[start Selected text]

# cheaper versions of the lever belt



## pumpster

Have found on ebay these cheaper versions of the strength shop lever belt which is £70 - ones on ebay going for around half that, will the quality be as good, anyone using a cheaper version? Also are these good belts, I was going to just get a cheap belt off ebay like the rdx one for £10/15 but figure might as well get a decent one from the start - or is a rdx one upto the job? http://www.ebay.co.uk/itm/Immortal-Choice-Leather-Weight-Lifting-Lever-Belt-/270676100525?pt=UK_Strength_Training&var=&hash=item3f058d85ad


----------



## resten

Do you need it immediately? Strengthshop put theirs on sale every few months and they're quality belts


----------



## Queenie

Can't go wrong with Strengthshop. I wouldn't go for a cheap belt, it won't last. I have two SS belts


----------



## Mingster

I recommend these highly...http://www.zuluglove.com/new--powerlifting-belt--dominator--jet--xl-47-p.asp


----------



## Nytol

I have an Inzer lever belt, and for me it is too uncomfortable and bulky.

I've only used it a few times, I'm not really a belt person but find the Schiek one https://www.schiek.com/2004.html to be more than adequate.

I'd try before you buy if you have never used one.


----------



## martin brown

Nytol said:


> I have an Inzer lever belt, and for me it is too uncomfortable and bulky.

[end Selected text]

§ Problems to solve:
[1] In the thread on lever belts, what is the price of the Strength Shop lever belt?
[2] For each statement, say whether it agrees with the thread on lever belts, and quote the deciding words: (a) Queenie owns two SS belts. (b) Nytol finds the Inzer lever belt comfortable. (c) According to resten, Strengthshop puts its belts on sale every few months.
[3] Rewrite the stretch of the thread on lever belts from "## Mingster" through "more than adequate.", replacing "bulky" with "heavy".
The data after this point is not needed.

[start Records provided]

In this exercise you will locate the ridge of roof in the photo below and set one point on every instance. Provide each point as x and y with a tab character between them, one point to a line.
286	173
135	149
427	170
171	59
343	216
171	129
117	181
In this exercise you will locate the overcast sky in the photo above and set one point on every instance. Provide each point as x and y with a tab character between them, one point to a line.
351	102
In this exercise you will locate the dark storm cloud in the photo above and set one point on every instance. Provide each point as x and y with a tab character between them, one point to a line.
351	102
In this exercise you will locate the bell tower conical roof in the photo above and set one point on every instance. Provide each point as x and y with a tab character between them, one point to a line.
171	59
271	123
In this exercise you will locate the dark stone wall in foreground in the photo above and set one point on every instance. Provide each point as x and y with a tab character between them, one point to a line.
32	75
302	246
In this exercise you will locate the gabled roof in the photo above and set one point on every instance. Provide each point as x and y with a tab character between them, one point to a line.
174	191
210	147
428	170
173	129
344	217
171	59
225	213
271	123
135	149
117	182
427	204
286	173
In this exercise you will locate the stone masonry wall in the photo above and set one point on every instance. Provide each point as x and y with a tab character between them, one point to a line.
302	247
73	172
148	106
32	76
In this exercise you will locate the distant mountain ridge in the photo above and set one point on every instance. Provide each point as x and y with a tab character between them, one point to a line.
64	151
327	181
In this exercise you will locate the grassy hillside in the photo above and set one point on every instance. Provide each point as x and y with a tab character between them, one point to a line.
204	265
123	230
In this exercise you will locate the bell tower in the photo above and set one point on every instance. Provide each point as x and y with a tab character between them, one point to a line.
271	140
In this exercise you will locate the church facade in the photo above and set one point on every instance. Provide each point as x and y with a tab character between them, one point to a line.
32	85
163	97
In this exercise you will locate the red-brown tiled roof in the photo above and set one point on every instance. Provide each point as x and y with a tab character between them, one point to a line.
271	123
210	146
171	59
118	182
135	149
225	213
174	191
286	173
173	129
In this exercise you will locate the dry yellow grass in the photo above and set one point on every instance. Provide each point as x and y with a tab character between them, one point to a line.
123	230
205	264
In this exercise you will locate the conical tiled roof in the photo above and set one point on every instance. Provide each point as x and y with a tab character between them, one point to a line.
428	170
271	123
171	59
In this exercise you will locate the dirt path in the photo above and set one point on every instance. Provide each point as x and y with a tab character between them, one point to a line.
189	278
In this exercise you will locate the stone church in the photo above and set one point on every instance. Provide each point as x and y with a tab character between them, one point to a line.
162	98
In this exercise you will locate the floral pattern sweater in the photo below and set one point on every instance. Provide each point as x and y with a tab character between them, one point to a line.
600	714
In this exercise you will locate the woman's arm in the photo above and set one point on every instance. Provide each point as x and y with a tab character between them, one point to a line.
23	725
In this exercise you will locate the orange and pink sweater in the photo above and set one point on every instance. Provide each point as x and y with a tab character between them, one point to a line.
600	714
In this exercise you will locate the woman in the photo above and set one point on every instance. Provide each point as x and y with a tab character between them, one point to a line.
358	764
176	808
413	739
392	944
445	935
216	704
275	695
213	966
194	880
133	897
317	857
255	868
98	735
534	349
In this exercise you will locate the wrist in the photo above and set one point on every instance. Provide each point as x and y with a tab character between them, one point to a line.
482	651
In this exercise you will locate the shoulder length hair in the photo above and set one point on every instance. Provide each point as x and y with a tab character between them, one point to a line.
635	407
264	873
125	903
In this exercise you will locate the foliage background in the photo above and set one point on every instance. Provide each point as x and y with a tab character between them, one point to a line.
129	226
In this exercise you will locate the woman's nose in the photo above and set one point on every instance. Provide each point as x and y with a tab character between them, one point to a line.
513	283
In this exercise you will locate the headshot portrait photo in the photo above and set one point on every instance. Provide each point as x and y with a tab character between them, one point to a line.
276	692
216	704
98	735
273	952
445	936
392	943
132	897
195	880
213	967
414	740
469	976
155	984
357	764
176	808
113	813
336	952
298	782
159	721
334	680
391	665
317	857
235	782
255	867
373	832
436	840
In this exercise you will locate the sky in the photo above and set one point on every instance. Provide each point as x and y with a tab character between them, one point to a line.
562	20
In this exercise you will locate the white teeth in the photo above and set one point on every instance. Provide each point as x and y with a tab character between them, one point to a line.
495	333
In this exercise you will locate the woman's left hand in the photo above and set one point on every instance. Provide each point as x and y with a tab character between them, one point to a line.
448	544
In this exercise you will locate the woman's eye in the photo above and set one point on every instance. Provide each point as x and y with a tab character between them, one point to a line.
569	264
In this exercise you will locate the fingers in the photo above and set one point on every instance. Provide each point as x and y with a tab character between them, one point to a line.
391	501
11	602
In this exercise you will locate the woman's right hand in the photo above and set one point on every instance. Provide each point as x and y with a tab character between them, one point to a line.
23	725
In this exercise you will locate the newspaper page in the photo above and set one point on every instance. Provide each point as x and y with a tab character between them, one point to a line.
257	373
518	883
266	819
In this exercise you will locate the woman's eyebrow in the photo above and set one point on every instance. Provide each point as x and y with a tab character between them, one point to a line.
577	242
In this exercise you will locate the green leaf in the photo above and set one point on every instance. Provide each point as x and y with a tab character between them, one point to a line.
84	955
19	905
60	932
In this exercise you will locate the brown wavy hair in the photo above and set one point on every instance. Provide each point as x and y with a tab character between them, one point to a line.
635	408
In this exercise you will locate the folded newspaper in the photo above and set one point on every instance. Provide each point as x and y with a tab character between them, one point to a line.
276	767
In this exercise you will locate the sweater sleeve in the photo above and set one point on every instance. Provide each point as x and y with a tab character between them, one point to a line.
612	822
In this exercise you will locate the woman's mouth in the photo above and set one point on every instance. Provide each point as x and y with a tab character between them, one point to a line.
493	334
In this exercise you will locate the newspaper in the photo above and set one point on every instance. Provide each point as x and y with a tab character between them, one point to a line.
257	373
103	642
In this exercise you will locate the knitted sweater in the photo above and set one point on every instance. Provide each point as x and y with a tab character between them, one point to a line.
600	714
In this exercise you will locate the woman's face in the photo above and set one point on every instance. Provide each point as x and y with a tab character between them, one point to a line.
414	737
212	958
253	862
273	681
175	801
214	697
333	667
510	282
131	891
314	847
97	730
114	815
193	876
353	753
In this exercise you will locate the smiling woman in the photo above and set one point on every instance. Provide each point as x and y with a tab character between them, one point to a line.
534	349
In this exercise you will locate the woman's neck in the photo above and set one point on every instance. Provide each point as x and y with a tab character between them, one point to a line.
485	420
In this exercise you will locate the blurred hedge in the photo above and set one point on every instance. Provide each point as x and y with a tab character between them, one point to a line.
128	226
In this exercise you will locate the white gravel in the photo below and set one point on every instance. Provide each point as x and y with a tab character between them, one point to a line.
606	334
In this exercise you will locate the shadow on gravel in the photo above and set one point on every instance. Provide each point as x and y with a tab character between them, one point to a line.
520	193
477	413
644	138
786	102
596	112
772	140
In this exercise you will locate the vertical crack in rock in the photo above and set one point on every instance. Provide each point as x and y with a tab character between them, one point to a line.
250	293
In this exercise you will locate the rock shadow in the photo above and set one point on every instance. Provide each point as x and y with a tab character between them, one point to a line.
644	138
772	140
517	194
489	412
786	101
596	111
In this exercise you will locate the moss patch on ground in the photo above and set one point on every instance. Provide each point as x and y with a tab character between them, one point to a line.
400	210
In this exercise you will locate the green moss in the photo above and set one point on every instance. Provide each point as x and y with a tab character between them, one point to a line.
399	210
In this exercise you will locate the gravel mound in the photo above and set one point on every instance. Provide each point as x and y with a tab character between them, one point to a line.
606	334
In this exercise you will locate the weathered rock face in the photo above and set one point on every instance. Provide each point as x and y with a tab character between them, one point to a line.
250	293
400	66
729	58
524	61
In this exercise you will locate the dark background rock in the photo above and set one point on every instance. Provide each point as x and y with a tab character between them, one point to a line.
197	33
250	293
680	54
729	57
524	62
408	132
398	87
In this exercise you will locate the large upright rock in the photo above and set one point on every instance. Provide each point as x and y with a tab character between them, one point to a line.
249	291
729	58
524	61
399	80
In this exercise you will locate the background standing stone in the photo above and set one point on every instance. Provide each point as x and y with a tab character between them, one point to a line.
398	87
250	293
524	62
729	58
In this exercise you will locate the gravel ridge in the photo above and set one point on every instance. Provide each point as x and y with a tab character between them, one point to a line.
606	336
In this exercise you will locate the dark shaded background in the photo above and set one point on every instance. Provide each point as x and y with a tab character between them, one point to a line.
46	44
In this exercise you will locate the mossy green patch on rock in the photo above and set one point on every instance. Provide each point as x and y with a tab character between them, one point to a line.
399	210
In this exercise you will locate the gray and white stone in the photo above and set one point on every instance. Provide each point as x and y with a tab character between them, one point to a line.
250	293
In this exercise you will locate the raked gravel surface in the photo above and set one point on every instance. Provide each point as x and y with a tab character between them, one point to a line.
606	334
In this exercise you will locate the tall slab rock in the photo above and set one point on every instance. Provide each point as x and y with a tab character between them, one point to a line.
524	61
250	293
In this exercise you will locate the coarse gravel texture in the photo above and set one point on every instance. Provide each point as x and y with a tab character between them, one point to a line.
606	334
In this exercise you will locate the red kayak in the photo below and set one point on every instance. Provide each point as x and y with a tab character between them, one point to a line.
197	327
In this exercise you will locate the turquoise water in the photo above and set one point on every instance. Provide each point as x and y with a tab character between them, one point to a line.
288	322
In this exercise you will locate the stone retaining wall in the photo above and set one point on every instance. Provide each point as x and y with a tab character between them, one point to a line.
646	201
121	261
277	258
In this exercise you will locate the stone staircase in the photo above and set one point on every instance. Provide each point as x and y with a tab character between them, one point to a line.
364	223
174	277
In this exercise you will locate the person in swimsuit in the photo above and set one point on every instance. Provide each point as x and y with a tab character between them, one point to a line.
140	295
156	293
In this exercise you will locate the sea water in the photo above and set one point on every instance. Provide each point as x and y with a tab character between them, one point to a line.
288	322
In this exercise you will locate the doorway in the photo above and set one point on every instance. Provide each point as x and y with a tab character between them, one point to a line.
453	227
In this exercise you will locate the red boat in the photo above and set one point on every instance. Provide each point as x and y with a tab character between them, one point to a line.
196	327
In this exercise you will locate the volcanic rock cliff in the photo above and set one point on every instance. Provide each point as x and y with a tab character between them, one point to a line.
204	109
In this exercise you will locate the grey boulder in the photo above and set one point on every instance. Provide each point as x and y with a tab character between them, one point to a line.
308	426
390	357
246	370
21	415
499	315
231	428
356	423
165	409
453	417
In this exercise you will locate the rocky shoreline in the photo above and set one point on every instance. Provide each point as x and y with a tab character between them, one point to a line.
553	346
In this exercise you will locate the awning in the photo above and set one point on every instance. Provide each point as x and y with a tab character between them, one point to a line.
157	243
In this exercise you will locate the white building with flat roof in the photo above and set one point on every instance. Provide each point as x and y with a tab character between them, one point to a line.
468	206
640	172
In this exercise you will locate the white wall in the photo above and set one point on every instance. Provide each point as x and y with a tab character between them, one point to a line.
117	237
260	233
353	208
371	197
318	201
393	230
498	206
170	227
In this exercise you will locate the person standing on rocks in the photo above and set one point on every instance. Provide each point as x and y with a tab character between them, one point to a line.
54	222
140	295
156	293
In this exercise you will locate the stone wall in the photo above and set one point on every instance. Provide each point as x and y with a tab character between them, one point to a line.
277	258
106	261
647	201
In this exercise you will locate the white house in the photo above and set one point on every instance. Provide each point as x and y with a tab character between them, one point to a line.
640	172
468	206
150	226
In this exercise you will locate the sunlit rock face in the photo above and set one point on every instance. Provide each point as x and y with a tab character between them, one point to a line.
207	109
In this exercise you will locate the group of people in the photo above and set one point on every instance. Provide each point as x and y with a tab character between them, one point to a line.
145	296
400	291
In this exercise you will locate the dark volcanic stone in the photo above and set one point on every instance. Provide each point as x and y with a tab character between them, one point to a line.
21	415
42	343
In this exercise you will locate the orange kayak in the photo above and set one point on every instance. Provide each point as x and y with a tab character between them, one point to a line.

[end Records provided]

§ Task-by-task outputs:
[1] £70

[2]
(a) Yes: "I have two SS belts"
(b) No: "for me it is too uncomfortable and bulky"
(c) Yes: "Strengthshop put theirs on sale every few months"

[3]
## Mingster

I recommend these highly...http://www.zuluglove.com/new--powerlifting-belt--dominator--jet--xl-47-p.asp


----------



## Nytol

I have an Inzer lever belt, and for me it is too uncomfortable and heavy.

I've only used it a few times, I'm not really a belt person but find the Schiek one https://www.schiek.com/2004.html to be more than adequate.